News

McKesson launches visual control system for patient management

7 May 2008

McKesson has launched Horizon Enterprise Visibility, a ‘whiteboard-style’ visual control system for patient management, showing room availability, patient location and the current status of a patient’s treatment.

The system has been shown to save up to one hour per nurse per shift per day, by saving up to 7-10 phone calls and 3-4 wasted logins to various information systems per day. There was also a reduction in capacity problems by speeding up the bed turnaround process.

Charmaine McDonald, McKesson UK Managing Director said, “Hospital staff currently rely on an array of devices such as pagers, texts, radio communications and the telephone to keep abreast of the current hospital environment and ward status. Horizon Enterprise Visibility uses visual controls to drive and sustain process improvements, which will ultimately increase patient status visibility for all staff and allow increased focus on the core issue of patient care.”

The system intuitively displays real-time information at a glance via plasma or LCD screens. Existing departmental systems and location technologies, such as radio frequency identification (RFID) systems, populate the visual displays in real-time through colour-coded, time-stamped icons and signal lights mapped against the floor plan of a hospital. This enables hospital staff to quickly identify isolation patients, fall risks or any other patient-safety concerns, and flashing timers can be used to indicate key actions required.

◆ Dataset entries ◆
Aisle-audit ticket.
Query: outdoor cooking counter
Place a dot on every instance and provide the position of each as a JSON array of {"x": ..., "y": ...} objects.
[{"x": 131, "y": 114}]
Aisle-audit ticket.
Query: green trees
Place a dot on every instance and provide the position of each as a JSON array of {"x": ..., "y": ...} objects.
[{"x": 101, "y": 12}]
...
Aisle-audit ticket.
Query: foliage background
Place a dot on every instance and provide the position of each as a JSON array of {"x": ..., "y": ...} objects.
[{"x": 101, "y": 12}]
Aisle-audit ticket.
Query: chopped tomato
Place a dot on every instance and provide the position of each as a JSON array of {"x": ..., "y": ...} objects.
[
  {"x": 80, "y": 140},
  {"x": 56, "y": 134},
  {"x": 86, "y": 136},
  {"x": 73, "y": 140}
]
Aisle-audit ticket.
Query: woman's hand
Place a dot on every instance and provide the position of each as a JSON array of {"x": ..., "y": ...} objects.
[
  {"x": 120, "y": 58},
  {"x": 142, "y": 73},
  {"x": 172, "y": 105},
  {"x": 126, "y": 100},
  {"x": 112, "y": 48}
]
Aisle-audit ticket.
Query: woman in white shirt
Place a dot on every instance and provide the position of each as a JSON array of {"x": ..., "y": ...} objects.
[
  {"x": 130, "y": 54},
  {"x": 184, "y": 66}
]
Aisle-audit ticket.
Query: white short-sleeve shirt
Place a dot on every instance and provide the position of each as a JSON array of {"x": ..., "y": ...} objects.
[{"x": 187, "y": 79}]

◆ Questions on the material ◆
1. Reproduce the McKesson article word for word, from "McKesson has launched" to "bed turnaround process.".
2. Extend the McKesson article on its visual control system, picking up right after its final sentence.

◆ Expected results ◆
1.
McKesson has launched Horizon Enterprise Visibility, a ‘whiteboard-style’ visual control system for patient management, showing room availability, patient location and the current status of a patient’s treatment.

The system has been shown to save up to one hour per nurse per shift per day, by saving up to 7-10 phone calls and 3-4 wasted logins to various information systems per day. There was also a reduction in capacity problems by speeding up the bed turnaround process.

2.
Currently deployed in hospitals across the US and Germany, Horizon Enterprise Visibility features more than 75 configurable indicators allowing individual trusts to set the measures to manage their wards’ activities and quickly identify the status of critical test results, patient locations, discharge times and bed or room availability.

In addition, Horizon Enterprise Visibility intuitively broadcasts the status of a bed or room — whether it is occupied, empty or being cleaned — which negates the need to make multiple calls requesting housekeeping services.

Charmaine continued, “This room status indicator has proven to be a massive time-saver: managers can quickly determine where the staff are most needed, employees can better manage their own time, and all staff have visibility of when resources — both people and beds — are available and the specific location of essential equipment.”

Charmaine concludes, “At McKesson we are committed to understanding the needs of the healthcare sector and we believe that there is huge potential for visual controls technology in the UK. We are confident that visual controls will be recognised as the gold standard for driving and sustaining process improvement in the acute care setting.”